Un par de años después desapareció también su maravillosa compañera Simone Boué, ahogada en la playa de Dieppe.
Me es imposible decir a cuál de los dos recuerdo con mayor afecto.
Ambos descansan bajo la lápida gris azulada de Montparnasse, de una sobriedad extrema, realmente minimalista.
Mientras iba en su busca, sorteando mármoles, cruces y ofrendas florales por los vericuetos funerarios, a veces peligrosos para la verticalidad del paseante, recordaba sus consejos: "Vaya 20 minutos a un cementerio y verá que sus preocupaciones no desaparecen, desde luego, pero casi son superadas... Es mucho mejor que ir a un médico. Un paseo por el cementerio es una lección de sabiduría casi automática". Luego soltaba una de sus breves carcajadas silenciosas y yo, en mi ingenuidad juvenil, me preguntaba si hablaba realmente en serio. He tardado en aprender que hablar sinceramente de ciertos temas demasiado serios implica el tono humorístico como único modo de evitar la solemne ridiculez...

Tareas a realizar ▸
1 - Reescribe el fragmento sobre la visita al cementerio de Montparnasse, empezando en "Me es imposible" y terminando en "la solemne ridiculez...". Sustituye "lápida" por "losa".
2 - Escribe la continuación del fragmento sobre la visita al cementerio de Montparnasse a partir de su última frase.

Líneas proporcionadas ▸
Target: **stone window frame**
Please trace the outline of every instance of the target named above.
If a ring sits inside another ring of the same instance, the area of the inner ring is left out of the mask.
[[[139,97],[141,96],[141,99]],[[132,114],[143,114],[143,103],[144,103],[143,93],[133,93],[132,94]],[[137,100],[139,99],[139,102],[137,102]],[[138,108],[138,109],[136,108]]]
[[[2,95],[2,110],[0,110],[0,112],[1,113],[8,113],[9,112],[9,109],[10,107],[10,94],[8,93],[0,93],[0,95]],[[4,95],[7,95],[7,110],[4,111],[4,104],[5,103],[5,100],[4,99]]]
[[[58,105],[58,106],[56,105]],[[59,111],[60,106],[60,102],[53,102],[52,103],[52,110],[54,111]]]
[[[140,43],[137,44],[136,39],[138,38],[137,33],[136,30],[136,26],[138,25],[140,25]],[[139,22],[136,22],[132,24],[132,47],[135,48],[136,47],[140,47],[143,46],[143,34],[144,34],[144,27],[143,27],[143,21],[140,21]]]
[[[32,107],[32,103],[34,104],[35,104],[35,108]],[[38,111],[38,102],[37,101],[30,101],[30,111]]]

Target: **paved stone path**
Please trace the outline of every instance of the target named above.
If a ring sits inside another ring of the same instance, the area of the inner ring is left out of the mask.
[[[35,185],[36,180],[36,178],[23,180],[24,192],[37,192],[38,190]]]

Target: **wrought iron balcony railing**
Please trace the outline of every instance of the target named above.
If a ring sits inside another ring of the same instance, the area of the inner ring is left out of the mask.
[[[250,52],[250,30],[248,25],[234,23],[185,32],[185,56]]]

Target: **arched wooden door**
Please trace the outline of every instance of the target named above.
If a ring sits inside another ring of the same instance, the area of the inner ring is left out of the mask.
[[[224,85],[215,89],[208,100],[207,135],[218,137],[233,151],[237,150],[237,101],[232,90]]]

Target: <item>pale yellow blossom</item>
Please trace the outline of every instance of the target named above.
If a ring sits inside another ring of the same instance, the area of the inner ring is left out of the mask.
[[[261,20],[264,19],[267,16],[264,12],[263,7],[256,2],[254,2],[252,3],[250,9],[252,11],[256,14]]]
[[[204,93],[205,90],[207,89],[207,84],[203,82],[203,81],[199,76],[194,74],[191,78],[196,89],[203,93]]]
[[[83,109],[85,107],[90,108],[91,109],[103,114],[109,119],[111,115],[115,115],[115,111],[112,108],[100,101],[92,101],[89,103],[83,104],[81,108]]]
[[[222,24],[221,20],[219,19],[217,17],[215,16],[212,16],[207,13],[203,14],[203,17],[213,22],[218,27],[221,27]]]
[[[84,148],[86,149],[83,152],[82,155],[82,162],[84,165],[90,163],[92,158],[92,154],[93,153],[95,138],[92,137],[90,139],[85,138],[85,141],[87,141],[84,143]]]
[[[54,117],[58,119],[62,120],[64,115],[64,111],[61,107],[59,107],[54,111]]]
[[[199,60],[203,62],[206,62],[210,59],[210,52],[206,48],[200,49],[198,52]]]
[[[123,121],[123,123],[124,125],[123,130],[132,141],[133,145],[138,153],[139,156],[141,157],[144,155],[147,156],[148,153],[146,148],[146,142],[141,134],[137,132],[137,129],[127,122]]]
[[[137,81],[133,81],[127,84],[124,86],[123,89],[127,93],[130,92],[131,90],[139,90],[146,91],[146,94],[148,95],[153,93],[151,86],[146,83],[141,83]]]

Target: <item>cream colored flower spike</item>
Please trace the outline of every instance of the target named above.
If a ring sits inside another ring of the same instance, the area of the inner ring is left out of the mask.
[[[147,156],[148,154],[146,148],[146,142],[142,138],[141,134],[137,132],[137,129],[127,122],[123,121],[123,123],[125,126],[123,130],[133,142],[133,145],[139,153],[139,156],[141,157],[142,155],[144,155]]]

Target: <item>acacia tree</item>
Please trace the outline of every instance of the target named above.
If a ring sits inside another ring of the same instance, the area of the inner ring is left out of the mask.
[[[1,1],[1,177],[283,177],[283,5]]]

Respuestas del ejercicio ▸
1 -
Me es imposible decir a cuál de los dos recuerdo con mayor afecto.
Ambos descansan bajo la losa gris azulada de Montparnasse, de una sobriedad extrema, realmente minimalista.
Mientras iba en su busca, sorteando mármoles, cruces y ofrendas florales por los vericuetos funerarios, a veces peligrosos para la verticalidad del paseante, recordaba sus consejos: "Vaya 20 minutos a un cementerio y verá que sus preocupaciones no desaparecen, desde luego, pero casi son superadas... Es mucho mejor que ir a un médico. Un paseo por el cementerio es una lección de sabiduría casi automática". Luego soltaba una de sus breves carcajadas silenciosas y yo, en mi ingenuidad juvenil, me preguntaba si hablaba realmente en serio. He tardado en aprender que hablar sinceramente de ciertos temas demasiado serios implica el tono humorístico como único modo de evitar la solemne ridiculez...

2 -
Traté a Cioran durante más de 20 años.
Nos escribíamos con frecuencia y yo le visitaba siempre que iba a París una o dos veces por año. Me dispensaba una enorme amabilidad y paciencia, supongo que incluso con cariñosa resignación.
Se interesaba especialmente por todo lo que yo le contaba de España, tanto durante los últimos años del franquismo como en los primeros avatares de la democracia posterior. Por supuesto no creo ni por un momento que fuesen mis comentarios apasionados y entusiastas sobre nuestras peripecias políticas lo que le fascinaba, sino la referencia al país mismo, esa segunda patria espiritual que se había buscado, la tierra nativa del desengaño. "Uno tras otro, he adorado y execrado a muchos pueblos: nunca se me pasó por la cabeza renegar del español que hubiera querido ser".
Porque aunque se convirtió en gran escritor francés y se mantuvo apátrida, parece cierto que durante un tiempo pensó seriamente en hacerse español.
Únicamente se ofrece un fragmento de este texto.